Search the data below for the word "stadium" and copy each line that holds it.
++++++
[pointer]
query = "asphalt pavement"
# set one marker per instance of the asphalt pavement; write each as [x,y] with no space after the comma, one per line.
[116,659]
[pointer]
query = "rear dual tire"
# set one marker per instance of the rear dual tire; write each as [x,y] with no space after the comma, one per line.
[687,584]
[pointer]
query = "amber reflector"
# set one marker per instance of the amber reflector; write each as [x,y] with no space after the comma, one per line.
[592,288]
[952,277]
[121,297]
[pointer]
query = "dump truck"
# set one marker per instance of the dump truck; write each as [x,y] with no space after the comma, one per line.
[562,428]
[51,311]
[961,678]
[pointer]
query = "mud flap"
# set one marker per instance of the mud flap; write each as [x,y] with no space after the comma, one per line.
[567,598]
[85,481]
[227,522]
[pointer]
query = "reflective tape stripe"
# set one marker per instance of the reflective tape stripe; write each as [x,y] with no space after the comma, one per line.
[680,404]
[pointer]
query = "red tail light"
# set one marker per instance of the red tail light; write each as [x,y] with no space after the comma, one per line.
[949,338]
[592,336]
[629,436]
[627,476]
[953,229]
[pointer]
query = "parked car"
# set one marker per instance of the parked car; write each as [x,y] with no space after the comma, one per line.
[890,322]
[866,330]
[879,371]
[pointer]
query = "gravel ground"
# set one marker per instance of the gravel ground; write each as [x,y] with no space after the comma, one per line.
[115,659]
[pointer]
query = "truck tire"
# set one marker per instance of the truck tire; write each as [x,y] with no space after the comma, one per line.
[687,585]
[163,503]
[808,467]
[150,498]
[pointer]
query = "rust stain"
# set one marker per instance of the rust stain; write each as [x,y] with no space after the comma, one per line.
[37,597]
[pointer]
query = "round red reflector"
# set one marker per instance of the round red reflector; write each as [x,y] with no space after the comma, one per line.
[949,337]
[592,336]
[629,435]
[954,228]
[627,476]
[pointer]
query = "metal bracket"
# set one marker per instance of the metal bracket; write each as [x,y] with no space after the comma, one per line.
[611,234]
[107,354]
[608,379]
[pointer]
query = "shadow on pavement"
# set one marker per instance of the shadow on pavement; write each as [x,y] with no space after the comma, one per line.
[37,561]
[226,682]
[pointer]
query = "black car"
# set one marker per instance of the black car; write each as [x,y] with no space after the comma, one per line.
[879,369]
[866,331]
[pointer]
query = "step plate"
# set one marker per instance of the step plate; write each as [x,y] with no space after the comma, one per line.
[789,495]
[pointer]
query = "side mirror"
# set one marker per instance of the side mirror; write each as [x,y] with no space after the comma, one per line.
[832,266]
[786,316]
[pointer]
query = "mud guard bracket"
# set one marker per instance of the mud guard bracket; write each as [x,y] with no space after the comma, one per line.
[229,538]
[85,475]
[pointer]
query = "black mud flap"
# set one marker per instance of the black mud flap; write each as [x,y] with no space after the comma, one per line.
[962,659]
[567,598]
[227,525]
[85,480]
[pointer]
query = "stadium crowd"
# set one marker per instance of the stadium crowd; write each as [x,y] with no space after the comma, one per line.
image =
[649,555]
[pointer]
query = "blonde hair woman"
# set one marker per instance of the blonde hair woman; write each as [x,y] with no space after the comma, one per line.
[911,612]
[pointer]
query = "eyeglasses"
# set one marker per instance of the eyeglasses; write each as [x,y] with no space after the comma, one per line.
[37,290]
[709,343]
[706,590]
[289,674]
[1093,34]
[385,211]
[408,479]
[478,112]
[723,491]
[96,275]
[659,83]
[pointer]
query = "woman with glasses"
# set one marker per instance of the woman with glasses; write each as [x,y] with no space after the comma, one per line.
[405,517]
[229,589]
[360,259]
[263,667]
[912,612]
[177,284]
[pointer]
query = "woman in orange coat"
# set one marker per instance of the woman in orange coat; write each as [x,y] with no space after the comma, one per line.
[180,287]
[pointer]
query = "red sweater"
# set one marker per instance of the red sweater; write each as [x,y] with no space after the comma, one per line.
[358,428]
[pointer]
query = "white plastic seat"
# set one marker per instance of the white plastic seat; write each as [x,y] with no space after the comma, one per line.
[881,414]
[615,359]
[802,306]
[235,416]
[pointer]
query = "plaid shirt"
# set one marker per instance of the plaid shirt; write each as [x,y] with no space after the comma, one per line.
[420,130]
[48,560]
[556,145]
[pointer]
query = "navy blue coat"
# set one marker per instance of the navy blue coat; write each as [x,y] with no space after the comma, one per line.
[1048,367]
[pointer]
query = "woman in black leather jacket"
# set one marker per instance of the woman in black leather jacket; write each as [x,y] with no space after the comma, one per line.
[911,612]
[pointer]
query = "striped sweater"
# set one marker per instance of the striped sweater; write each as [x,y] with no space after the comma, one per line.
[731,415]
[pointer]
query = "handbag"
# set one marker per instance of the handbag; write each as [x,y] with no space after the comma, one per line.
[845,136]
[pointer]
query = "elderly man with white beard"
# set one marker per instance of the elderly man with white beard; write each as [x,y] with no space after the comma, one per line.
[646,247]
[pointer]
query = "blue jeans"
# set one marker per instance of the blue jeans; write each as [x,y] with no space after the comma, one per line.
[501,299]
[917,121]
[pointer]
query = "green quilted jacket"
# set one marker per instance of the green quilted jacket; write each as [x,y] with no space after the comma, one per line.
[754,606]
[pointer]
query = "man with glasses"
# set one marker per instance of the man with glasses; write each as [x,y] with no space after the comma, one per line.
++++++
### Expected output
query = "stadium crowd"
# set one marker per instance of the stadium crowd; write each as [x,y] with no space after the comma, one per line.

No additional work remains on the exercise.